## TASK DETAILS
Below are the records; retype them exactly and omit each picture.

## PROVIDED INFORMATION
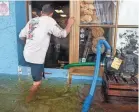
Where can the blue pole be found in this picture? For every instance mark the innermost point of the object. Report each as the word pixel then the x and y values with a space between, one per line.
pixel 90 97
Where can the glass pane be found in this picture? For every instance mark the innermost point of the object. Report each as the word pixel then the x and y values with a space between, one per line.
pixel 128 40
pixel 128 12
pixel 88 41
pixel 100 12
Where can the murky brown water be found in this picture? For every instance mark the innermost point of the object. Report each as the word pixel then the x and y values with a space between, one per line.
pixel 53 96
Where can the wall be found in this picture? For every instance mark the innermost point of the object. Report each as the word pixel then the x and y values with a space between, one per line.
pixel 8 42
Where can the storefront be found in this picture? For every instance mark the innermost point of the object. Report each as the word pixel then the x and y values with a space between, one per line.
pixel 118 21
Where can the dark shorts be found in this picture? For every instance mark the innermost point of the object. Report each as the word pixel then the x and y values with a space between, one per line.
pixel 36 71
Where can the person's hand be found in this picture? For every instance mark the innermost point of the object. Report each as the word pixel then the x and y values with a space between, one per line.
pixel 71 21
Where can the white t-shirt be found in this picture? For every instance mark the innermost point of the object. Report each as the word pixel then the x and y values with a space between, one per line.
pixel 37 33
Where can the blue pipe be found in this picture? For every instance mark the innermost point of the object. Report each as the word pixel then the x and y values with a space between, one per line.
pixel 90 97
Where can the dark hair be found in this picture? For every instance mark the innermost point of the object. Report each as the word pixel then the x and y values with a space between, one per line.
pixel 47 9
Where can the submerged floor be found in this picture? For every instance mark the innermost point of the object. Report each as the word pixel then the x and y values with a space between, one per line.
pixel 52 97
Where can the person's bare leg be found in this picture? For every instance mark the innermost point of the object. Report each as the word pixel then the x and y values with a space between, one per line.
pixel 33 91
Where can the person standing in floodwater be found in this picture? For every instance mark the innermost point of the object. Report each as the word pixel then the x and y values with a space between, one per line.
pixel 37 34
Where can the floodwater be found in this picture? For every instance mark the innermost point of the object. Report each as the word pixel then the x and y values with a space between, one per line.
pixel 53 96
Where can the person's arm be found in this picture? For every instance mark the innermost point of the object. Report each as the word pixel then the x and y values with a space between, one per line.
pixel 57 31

## RESPONSE AREA
Where can the blue pole be found in this picture? For every instance mark the innermost point of the object. Report each as the word pixel then the x and y values with a space between, one per line.
pixel 90 97
Where can the glass pane be found in this picture? For every instance mark the innermost point of the object. Report each as the word pixel then the x and y values with a space between, one per line.
pixel 128 40
pixel 128 12
pixel 88 41
pixel 100 12
Where can the murky brown water be found in this picture? For every instance mark the innermost point of the object. Report each as the word pixel then the x and y values with a space between, one per line.
pixel 53 96
Where can the wall be found in this picture? For every instance mark the innermost point of the object. Report each as the word pixel then the x and y values with a space between, one per line.
pixel 8 42
Where can the storefront be found in this picture? For every instance mark the innermost point of the object. Report each as the word pixel then the x and y values with a space between, one per line.
pixel 118 21
Where can the dark shorts be found in this picture? For every instance mark the innermost point of the object. Report each as the word pixel then the x and y values with a space between, one per line.
pixel 36 71
Where can the person's hand be found in this picture? For every instance mark the innermost point of the object. Report each as the word pixel then the x and y values with a space between, one per line.
pixel 71 21
Where can the white t-shirt be found in this picture? For every instance mark the innermost point of the object. Report each as the word pixel then the x and y values with a space between, one per line.
pixel 37 33
Where can the blue pipe be found in this picture? For every instance mark the innermost point of the object. Report each as the word pixel then the x and y values with a space between, one per line.
pixel 90 97
Where can the dark hair be found in this picture? For every instance mark the innermost point of the object. Report each as the word pixel then the x and y values with a space between, one per line.
pixel 47 9
Where can the submerged floor be found in this picture? For every instance mark the innermost point of the object. Report each as the word pixel then the x and y values with a space between, one per line.
pixel 52 97
Where can the person's bare leg be found in this picture? For every instance mark the innermost point of the object. Report each as the word pixel then the x and y values with a space between, one per line.
pixel 33 91
Where can the person standing in floodwater be found in this picture? For every instance mark the innermost point of the object. Report each as the word pixel then the x and y values with a space between, one per line.
pixel 37 34
Where can the floodwater be found in this picture? For every instance mark the innermost point of the object. Report each as the word pixel then the x and y values with a space between, one per line.
pixel 53 96
Where can the person's arm be found in this picture? For every instance mark the innermost point of the object. Report each as the word pixel then the x and y values with a space between, one per line.
pixel 57 31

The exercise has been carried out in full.